_Texte du document_
::::

Réalisateur : David McKenzie
Acteurs : Jack O'Connell, Ben Mendelsohn, Rupert Friend, David Ajala,...
Distributeur : Wild Side Films/ Le Pacte
Budget : -
Genre : Drame.
Nationalité : Britannique.
Durée : 1h45min.

Synopsis :
Eric est un jeune délinquant violent prématurément jeté dans le monde sinistre d’une prison pour adultes. Alors qu’il lutte pour s’affirmer face aux surveillants et aux autres détenus, il doit également se mesurer à son propre père, Nev, un homme qui a passé la majeure partie de sa vie derrière les barreaux. Eric, avec d’autres prisonniers, apprend à vaincre sa rage et découvre de nouvelles règles de survie, mais certaines forces sont à l’œuvre et menacent de le détruire..



Critique :

Voilà plusieurs années maintenant que l'excellent et talentueux irlandais Jack O'Connell, arpente de son joli minois, le septième art du bon gout, avec des prestations - pour les plus notables - dans les bouillants This is England et Eden Lake (sans oublier son passage remarqué à la télé dans la cultissime série Skins).

Mais jamais le bonhomme n'a été aussi proche d'être la next big thing de la profession, qu'aujourd'hui.
Tout comme son ainé Michael Fassbender, qui a bouffé de la vache maigre pendant des années avant de devenir l'une des stars que l'on s'arrache le plus dans le business, O'Connell a dut faire ses preuves plus que de raison pour obtenir la chance d'être enfin sous les spotlights de la gloire.

Et si tout le monde l'attend avec une impatience non-feinte en vedette du prochain long métrage d'Angelina Jolie, Unbroken - ou il incarnera Louis Zamperini, athlète olympique prisonnier de guerre des Japonnais -, c'est clairement sa composition tout en colère et en violence dans le nouveau film de l'excellent David McKenzie, Les Poings contre les Murs, qu'il aura prouver qu'il méritait bel et bien sa place dans la cour des grands.


Prix du jury du dernier festival international du film policier de Beaune, ce drame carcérale suit l'histoire d'Eric Love, un jeune délinquant méchamment violent, habitué à la taule et qui va pourtant faire la douloureuse expérience de passer de façon prématurée de l’environnement carcéral pour adolescents à celui, beaucoup plus sinistre, de la prison pour adultes, suite au meurtre d'un junkie.

::::

_Données de travail_
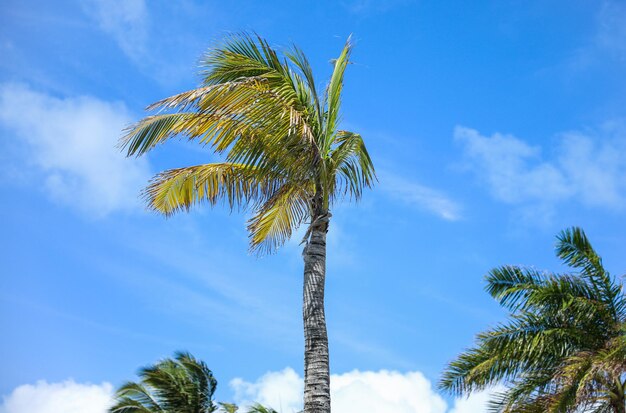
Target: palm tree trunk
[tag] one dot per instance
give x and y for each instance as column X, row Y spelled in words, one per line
column 618, row 403
column 316, row 362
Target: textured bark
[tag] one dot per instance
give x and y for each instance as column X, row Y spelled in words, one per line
column 316, row 362
column 619, row 404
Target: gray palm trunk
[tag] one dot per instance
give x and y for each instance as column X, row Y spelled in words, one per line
column 618, row 403
column 316, row 361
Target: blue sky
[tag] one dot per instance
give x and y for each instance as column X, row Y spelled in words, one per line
column 492, row 126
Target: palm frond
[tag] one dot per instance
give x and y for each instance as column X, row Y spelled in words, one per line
column 182, row 188
column 333, row 94
column 279, row 217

::::

_Série d'exercices_
[A] Pouvez-vous recopier le passage de la fiche sur le film Les Poings contre les Murs qui va de « Réalisateur : David » jusqu'à « de le détruire.. » inclus ?
[B] Pouvez-vous réécrire les entrées, de la ligne contenant « Target: textured bark » jusqu'à la dernière ligne des entrées, toutes deux comprises, en remplaçant « dot » par « marker » sans rien changer d'autre ? Ne donnez que ces lignes.

_Réponses aux exercices_
[A]
Réalisateur : David McKenzie
Acteurs : Jack O'Connell, Ben Mendelsohn, Rupert Friend, David Ajala,...
Distributeur : Wild Side Films/ Le Pacte
Budget : -
Genre : Drame.
Nationalité : Britannique.
Durée : 1h45min.

Synopsis :
Eric est un jeune délinquant violent prématurément jeté dans le monde sinistre d’une prison pour adultes. Alors qu’il lutte pour s’affirmer face aux surveillants et aux autres détenus, il doit également se mesurer à son propre père, Nev, un homme qui a passé la majeure partie de sa vie derrière les barreaux. Eric, avec d’autres prisonniers, apprend à vaincre sa rage et découvre de nouvelles règles de survie, mais certaines forces sont à l’œuvre et menacent de le détruire..

[B]
Target: textured bark
[tag] one marker per instance
give x and y for each instance as column X, row Y spelled in words, one per line
column 316, row 362
column 619, row 404
Target: gray palm trunk
[tag] one marker per instance
give x and y for each instance as column X, row Y spelled in words, one per line
column 618, row 403
column 316, row 361
Target: blue sky
[tag] one marker per instance
give x and y for each instance as column X, row Y spelled in words, one per line
column 492, row 126
Target: palm frond
[tag] one marker per instance
give x and y for each instance as column X, row Y spelled in words, one per line
column 182, row 188
column 333, row 94
column 279, row 217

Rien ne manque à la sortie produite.